*** DATA ***

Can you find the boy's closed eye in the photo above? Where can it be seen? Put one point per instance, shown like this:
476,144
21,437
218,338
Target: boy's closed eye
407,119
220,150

*** End of DATA ***

> WORK TO COMPLETE
Retype the data. Every line must match the original exactly.

> ANSWER
Can you find the boy's closed eye in the photo above? Where can it be seen? Put one point per instance, shown like this:
476,144
21,437
218,338
Target: boy's closed eye
407,119
220,150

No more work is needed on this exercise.